Copy the data verbatim, starting at the line containing "[ detect ] bush" and continuing through the line containing "382,96 -> 522,113", including both of those lines.

* **Given data**:
■ ■ ■ ■ ■

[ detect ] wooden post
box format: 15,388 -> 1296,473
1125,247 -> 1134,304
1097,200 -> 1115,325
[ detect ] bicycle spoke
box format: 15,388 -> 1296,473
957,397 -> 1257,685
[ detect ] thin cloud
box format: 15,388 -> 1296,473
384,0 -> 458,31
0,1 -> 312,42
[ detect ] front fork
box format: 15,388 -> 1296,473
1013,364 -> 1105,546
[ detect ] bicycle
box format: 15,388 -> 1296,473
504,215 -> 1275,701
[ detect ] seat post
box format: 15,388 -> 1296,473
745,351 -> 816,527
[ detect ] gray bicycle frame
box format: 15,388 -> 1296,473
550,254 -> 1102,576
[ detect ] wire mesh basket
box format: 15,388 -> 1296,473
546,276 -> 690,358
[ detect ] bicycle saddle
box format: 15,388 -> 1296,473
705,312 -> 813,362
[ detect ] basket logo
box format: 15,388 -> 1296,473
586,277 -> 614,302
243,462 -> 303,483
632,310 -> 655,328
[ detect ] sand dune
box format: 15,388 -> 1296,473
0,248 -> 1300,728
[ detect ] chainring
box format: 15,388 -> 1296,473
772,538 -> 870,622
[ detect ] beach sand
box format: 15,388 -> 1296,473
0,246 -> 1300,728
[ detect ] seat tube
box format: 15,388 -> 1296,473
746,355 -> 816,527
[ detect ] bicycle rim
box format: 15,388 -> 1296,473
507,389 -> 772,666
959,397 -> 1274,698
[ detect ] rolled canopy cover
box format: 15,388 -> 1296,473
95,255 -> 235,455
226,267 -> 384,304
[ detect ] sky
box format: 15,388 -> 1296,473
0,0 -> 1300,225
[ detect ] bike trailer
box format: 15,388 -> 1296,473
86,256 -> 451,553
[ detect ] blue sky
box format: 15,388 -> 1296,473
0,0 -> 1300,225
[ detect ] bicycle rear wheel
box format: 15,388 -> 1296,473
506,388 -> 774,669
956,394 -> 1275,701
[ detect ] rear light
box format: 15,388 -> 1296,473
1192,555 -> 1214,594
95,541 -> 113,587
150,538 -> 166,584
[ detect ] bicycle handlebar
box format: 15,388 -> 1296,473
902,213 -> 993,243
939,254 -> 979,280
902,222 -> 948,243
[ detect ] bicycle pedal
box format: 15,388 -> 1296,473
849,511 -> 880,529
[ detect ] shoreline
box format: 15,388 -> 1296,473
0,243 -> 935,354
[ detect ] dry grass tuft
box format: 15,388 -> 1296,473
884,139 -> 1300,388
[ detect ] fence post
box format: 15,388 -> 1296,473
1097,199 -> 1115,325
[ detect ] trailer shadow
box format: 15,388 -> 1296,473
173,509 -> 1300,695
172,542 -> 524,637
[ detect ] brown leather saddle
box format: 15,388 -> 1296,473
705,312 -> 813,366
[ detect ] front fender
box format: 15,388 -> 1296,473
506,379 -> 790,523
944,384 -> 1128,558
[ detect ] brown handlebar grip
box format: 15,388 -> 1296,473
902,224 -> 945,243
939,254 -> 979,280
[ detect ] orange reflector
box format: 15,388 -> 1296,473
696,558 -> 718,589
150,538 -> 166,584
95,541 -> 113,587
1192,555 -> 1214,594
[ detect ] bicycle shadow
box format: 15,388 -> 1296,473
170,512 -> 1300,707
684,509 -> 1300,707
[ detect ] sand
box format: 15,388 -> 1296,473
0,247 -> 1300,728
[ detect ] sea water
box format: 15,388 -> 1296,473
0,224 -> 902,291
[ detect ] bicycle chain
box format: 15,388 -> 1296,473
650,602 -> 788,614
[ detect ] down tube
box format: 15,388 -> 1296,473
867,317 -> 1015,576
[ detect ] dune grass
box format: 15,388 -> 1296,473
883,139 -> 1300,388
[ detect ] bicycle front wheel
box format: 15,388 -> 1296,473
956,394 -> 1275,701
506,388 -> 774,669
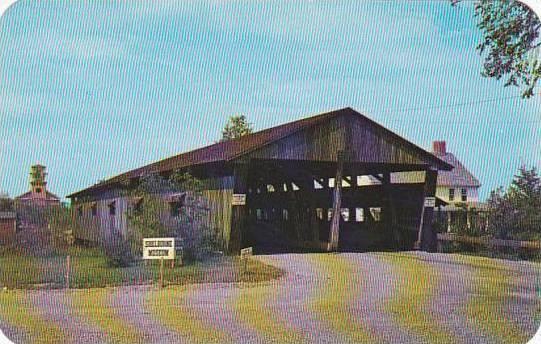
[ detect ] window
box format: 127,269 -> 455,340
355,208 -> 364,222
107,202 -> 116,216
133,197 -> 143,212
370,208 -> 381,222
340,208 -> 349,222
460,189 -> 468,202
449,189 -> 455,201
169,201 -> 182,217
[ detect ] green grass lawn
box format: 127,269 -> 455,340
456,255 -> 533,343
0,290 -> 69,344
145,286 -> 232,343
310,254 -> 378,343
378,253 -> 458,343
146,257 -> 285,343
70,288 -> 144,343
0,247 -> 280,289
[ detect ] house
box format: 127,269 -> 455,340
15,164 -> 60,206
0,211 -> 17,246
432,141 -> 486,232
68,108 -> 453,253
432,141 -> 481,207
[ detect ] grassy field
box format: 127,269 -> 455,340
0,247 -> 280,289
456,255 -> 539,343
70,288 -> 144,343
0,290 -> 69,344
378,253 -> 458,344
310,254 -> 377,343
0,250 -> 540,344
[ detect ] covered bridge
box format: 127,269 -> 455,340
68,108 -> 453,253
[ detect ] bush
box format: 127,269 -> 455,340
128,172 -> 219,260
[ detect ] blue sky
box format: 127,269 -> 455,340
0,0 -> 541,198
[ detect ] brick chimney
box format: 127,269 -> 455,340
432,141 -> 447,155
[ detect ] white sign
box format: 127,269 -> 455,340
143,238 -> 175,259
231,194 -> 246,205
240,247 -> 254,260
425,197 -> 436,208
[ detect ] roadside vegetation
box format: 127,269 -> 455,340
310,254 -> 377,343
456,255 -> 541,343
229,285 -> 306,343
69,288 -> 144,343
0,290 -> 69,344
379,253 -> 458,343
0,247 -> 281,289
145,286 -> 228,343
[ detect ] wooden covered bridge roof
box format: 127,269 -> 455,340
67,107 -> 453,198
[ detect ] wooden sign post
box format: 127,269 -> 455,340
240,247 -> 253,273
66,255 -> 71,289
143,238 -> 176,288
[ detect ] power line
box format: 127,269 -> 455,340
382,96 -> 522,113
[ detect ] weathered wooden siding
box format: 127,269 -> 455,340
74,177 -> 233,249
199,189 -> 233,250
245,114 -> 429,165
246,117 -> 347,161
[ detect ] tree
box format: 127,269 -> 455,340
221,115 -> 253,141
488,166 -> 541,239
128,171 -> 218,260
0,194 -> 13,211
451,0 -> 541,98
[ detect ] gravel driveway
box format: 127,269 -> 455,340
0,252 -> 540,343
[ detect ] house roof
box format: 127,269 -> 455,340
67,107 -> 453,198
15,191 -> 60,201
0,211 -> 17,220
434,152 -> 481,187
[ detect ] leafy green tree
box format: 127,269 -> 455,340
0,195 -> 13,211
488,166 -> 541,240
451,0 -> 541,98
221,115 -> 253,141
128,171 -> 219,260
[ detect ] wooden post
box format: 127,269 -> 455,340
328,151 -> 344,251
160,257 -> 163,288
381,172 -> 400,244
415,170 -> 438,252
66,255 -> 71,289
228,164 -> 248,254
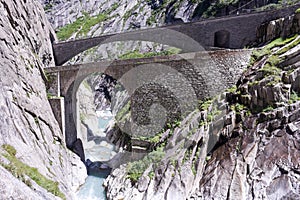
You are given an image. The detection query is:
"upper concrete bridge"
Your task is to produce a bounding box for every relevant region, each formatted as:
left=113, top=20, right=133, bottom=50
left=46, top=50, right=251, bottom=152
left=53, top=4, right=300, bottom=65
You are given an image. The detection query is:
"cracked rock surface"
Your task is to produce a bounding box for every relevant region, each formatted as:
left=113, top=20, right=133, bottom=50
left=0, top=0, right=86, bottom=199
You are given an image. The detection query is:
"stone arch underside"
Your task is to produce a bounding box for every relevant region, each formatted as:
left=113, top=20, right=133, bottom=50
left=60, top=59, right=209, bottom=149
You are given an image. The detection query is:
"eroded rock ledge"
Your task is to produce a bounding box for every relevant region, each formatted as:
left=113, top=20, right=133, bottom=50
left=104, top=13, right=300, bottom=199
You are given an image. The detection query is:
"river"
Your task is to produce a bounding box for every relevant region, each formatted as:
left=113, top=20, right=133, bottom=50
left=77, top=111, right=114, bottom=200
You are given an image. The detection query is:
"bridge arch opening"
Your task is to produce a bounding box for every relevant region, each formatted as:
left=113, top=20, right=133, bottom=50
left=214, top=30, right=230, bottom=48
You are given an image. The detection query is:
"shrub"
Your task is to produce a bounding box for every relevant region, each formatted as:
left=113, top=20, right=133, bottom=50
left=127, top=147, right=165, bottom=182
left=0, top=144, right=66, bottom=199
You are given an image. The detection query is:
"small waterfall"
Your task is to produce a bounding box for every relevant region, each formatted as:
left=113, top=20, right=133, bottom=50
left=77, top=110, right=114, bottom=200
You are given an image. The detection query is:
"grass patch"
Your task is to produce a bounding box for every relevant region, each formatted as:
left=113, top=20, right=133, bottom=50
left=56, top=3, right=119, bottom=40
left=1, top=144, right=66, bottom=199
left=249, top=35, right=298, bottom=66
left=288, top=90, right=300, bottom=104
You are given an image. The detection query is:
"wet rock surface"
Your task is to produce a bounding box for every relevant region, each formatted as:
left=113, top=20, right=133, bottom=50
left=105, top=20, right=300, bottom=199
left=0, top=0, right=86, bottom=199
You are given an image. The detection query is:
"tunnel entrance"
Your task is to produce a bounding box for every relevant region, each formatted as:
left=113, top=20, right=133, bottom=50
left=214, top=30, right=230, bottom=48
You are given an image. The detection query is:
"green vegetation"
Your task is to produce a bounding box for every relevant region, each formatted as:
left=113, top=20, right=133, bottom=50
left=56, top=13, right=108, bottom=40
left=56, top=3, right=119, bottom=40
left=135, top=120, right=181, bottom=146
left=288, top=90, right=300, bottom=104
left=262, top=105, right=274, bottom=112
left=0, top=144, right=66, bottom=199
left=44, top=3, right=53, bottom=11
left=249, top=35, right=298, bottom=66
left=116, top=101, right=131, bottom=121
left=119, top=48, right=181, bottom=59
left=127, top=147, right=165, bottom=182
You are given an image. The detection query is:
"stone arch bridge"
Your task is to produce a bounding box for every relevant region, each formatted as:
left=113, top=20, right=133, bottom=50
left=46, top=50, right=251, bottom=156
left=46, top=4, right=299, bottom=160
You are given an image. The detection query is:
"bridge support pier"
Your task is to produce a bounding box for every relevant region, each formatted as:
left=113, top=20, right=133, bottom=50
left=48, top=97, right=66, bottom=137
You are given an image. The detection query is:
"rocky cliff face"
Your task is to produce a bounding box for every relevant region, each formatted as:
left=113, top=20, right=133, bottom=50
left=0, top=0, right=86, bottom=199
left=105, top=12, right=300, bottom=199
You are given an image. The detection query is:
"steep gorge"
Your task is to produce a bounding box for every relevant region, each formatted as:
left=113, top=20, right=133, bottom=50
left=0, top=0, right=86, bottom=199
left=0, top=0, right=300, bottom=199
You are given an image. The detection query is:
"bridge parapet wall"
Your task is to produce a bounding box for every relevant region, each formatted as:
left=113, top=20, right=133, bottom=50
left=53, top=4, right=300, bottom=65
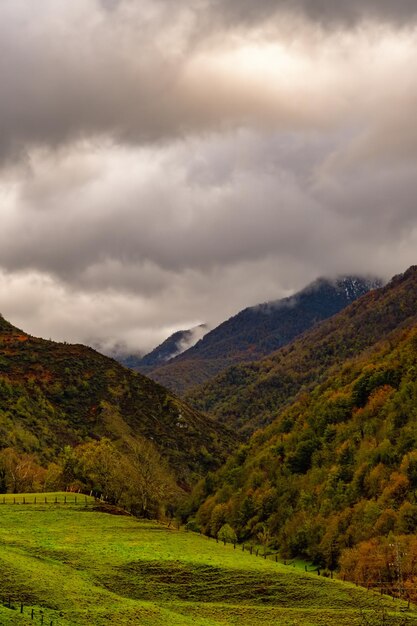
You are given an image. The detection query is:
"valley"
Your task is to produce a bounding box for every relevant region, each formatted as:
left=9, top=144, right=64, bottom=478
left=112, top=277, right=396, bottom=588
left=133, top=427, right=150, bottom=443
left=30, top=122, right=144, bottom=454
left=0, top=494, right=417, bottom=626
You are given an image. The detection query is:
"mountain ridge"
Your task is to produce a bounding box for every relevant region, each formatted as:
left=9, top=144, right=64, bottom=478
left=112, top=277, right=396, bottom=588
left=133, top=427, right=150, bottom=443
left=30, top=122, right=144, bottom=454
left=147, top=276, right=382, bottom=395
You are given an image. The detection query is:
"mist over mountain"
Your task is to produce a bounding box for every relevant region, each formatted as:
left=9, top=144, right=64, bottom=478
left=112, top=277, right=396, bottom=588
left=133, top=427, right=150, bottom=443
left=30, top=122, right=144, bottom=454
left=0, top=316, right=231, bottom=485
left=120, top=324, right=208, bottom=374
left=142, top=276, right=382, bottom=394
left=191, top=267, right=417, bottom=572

■ ■ ■ ■ ■

* **Result**:
[ detect ] bush
box format: 127,269 -> 455,340
128,172 -> 219,260
[ detect ] blue sky
box format: 127,269 -> 455,340
0,0 -> 541,198
[ detect ] brick chimney
box format: 127,269 -> 455,340
432,141 -> 447,155
[ detect ] white sign
box format: 127,269 -> 455,340
143,238 -> 175,259
231,194 -> 246,205
240,247 -> 254,260
425,197 -> 436,208
[ detect ] roadside vegetation
box format: 127,269 -> 455,340
310,254 -> 377,343
456,255 -> 541,343
229,285 -> 306,343
69,288 -> 144,343
0,290 -> 69,344
379,253 -> 458,343
0,247 -> 281,289
145,286 -> 228,343
[ detect ] wooden covered bridge roof
box format: 127,269 -> 455,340
67,107 -> 453,198
[ detect ] wooden sign post
box format: 127,269 -> 455,340
240,247 -> 253,273
66,255 -> 71,289
143,238 -> 176,288
[ detect ] power line
box format: 127,269 -> 455,340
382,96 -> 522,113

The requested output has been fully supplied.